GOAL: Output, without any changes, the rows below from the line with "Task: pin the thin" to the line with "point(39, 142)", including both of those lines and nothing else.

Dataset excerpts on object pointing

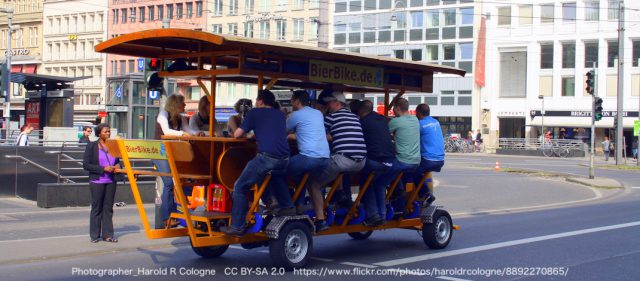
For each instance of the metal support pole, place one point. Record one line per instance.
(619, 116)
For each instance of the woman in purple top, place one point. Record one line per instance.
(101, 166)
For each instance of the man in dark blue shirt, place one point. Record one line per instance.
(269, 126)
(380, 158)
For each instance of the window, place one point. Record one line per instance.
(281, 5)
(189, 10)
(281, 30)
(298, 29)
(546, 56)
(217, 8)
(232, 28)
(447, 98)
(249, 6)
(591, 10)
(449, 17)
(590, 54)
(216, 28)
(504, 16)
(568, 86)
(612, 53)
(248, 29)
(635, 53)
(199, 9)
(313, 33)
(526, 14)
(614, 11)
(568, 55)
(433, 18)
(432, 53)
(179, 10)
(466, 15)
(142, 14)
(233, 7)
(264, 30)
(416, 55)
(546, 13)
(569, 11)
(170, 11)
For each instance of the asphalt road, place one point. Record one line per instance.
(513, 227)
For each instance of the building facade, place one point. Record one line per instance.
(71, 30)
(538, 55)
(432, 31)
(294, 21)
(129, 107)
(26, 45)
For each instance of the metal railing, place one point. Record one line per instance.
(537, 144)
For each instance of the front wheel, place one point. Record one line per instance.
(437, 235)
(293, 247)
(360, 235)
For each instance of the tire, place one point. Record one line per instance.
(293, 247)
(210, 252)
(360, 235)
(437, 235)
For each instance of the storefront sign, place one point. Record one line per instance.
(18, 52)
(578, 113)
(32, 109)
(340, 73)
(145, 149)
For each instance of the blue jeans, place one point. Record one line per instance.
(299, 165)
(426, 166)
(168, 205)
(374, 198)
(254, 173)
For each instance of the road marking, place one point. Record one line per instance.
(452, 278)
(359, 264)
(58, 237)
(504, 244)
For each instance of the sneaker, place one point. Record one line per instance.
(372, 221)
(321, 225)
(233, 231)
(285, 212)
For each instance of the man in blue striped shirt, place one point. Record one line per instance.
(348, 149)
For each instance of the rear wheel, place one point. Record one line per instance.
(293, 247)
(437, 235)
(360, 235)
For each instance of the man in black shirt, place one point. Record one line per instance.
(380, 158)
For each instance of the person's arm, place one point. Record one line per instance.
(87, 160)
(163, 120)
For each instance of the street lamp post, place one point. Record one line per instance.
(542, 112)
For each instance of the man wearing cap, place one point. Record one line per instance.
(348, 149)
(273, 156)
(406, 131)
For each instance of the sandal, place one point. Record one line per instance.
(110, 239)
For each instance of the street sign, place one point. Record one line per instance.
(154, 94)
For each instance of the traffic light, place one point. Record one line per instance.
(591, 82)
(597, 109)
(151, 78)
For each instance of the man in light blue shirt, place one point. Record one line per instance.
(431, 149)
(306, 126)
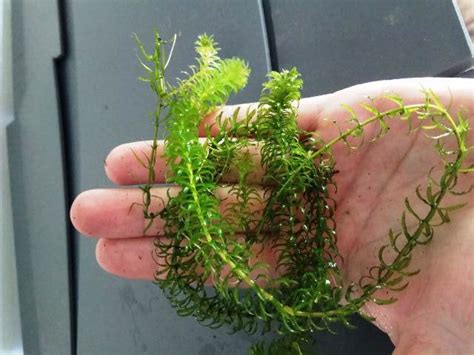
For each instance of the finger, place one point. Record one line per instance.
(125, 165)
(318, 112)
(455, 93)
(135, 258)
(116, 213)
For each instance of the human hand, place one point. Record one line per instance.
(433, 315)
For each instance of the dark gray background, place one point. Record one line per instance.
(76, 97)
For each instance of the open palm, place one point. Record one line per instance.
(435, 314)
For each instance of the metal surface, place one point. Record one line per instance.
(86, 94)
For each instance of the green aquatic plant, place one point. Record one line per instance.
(208, 261)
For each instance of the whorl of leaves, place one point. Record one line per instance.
(204, 246)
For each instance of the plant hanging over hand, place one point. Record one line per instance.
(292, 217)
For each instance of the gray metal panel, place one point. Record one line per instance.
(36, 176)
(107, 107)
(338, 43)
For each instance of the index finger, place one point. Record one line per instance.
(314, 112)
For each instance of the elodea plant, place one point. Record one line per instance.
(208, 262)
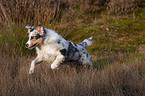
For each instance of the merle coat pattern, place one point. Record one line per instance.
(52, 47)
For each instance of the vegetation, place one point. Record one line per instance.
(118, 49)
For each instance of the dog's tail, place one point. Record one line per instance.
(86, 42)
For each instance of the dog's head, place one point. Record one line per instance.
(36, 36)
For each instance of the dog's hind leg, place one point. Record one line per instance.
(59, 59)
(33, 63)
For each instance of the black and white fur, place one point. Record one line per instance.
(52, 47)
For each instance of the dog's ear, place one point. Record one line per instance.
(29, 28)
(40, 28)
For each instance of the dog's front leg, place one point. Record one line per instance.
(57, 61)
(33, 63)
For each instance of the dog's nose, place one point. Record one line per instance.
(26, 45)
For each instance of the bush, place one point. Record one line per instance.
(123, 6)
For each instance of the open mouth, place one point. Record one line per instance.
(32, 46)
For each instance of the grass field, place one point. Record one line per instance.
(118, 49)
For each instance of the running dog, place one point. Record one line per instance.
(52, 47)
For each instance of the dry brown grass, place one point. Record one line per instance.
(117, 79)
(36, 11)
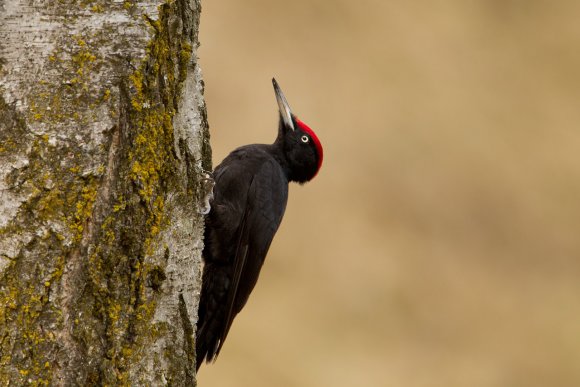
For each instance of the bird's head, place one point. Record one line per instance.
(301, 147)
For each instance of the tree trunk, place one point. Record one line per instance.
(103, 144)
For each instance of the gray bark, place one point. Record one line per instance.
(103, 144)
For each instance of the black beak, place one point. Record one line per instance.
(283, 106)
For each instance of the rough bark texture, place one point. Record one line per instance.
(103, 143)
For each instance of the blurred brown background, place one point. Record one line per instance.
(439, 245)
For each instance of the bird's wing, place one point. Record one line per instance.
(266, 201)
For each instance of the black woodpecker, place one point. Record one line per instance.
(249, 199)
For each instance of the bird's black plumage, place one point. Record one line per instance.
(250, 196)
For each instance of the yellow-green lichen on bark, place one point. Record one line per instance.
(93, 211)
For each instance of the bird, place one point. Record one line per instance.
(249, 199)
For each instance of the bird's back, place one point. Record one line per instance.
(250, 197)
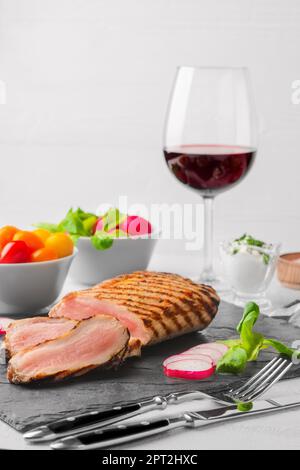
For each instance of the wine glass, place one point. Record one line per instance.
(210, 137)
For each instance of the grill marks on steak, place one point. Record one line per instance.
(154, 306)
(90, 328)
(27, 333)
(98, 341)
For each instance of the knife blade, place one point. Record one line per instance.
(95, 419)
(122, 433)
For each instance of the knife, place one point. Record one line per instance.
(95, 419)
(119, 434)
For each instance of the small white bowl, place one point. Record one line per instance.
(29, 287)
(126, 255)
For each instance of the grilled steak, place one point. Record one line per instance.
(92, 343)
(153, 306)
(25, 334)
(103, 325)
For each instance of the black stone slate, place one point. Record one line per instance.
(27, 406)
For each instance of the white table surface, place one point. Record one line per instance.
(276, 431)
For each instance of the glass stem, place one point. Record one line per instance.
(208, 271)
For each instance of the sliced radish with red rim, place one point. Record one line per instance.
(184, 356)
(191, 369)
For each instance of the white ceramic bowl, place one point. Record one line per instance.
(29, 287)
(126, 255)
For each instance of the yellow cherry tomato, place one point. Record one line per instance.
(6, 235)
(42, 234)
(61, 243)
(31, 239)
(43, 254)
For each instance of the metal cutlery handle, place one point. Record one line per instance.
(117, 434)
(228, 413)
(92, 420)
(111, 436)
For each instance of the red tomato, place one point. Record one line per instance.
(31, 239)
(15, 252)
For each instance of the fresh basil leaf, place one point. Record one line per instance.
(233, 362)
(101, 240)
(250, 340)
(250, 316)
(266, 258)
(245, 407)
(53, 228)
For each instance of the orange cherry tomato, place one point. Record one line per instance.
(61, 243)
(42, 234)
(6, 235)
(15, 252)
(31, 239)
(43, 254)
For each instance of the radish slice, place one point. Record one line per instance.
(4, 322)
(191, 369)
(216, 346)
(183, 356)
(213, 354)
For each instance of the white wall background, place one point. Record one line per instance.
(87, 87)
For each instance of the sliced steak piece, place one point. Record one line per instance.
(27, 333)
(153, 306)
(98, 341)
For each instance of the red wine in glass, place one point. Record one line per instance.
(210, 138)
(210, 169)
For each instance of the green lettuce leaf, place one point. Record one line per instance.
(112, 218)
(102, 240)
(53, 228)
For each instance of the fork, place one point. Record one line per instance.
(251, 390)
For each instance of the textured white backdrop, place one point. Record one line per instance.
(87, 87)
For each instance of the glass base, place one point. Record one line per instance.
(265, 305)
(216, 282)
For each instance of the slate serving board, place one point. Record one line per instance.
(24, 407)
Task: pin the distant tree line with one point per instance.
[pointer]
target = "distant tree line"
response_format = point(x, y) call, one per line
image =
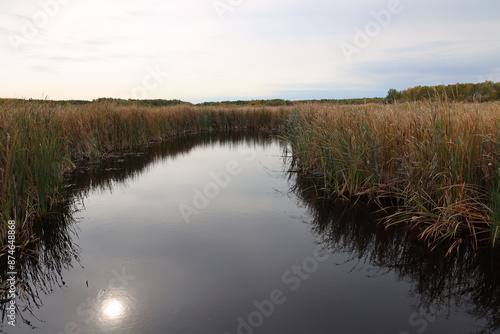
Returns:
point(479, 92)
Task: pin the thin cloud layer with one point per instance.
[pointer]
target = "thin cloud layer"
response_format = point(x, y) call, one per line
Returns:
point(214, 50)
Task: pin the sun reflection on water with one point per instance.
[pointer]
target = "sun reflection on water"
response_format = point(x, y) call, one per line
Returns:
point(113, 309)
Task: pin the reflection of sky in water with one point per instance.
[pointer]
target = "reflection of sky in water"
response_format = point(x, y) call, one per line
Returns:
point(150, 272)
point(113, 309)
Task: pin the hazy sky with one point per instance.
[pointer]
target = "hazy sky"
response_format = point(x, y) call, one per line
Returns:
point(205, 50)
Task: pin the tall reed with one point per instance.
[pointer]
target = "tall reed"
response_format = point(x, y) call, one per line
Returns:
point(437, 164)
point(39, 142)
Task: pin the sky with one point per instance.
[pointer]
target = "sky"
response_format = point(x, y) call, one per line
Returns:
point(214, 50)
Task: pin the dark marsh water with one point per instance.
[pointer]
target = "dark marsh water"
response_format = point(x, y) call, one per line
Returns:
point(210, 234)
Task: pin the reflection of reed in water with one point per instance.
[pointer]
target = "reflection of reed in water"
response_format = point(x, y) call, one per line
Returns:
point(41, 263)
point(471, 279)
point(52, 248)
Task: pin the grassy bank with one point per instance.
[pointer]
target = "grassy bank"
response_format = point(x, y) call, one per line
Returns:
point(436, 165)
point(40, 142)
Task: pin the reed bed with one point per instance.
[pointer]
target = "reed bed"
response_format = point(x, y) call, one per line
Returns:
point(434, 167)
point(431, 166)
point(40, 142)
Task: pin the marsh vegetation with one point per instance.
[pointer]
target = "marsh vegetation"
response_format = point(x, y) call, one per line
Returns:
point(431, 166)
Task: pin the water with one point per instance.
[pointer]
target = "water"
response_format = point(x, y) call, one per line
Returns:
point(210, 234)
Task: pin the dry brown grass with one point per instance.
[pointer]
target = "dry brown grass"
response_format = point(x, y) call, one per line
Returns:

EXERCISE SOLUTION:
Task: pin the thin cloud layer with one point per instance.
[pointer]
target = "thin cloud layer"
response_format = point(x, y) call, one per line
Returns:
point(214, 50)
Task: pin the sun reflection on water with one point per instance.
[pointer]
target = "sun reflection on water"
response_format = point(x, y) call, one per line
Returns:
point(113, 309)
Task: pin the reflection of sky in water with one point per instance.
[pointer]
target = "reflection of sky in water"
response_format = point(x, y) call, one per line
Returns:
point(150, 272)
point(113, 309)
Task: pin the hazy sky with one point per instance.
[pointer]
target = "hazy sky"
response_format = point(x, y) call, one per line
Returns:
point(205, 50)
Task: pin the tall reed with one point per instance.
[pointer]
target = "tall reed"
response_format = point(x, y) call, one per line
Returns:
point(437, 164)
point(39, 142)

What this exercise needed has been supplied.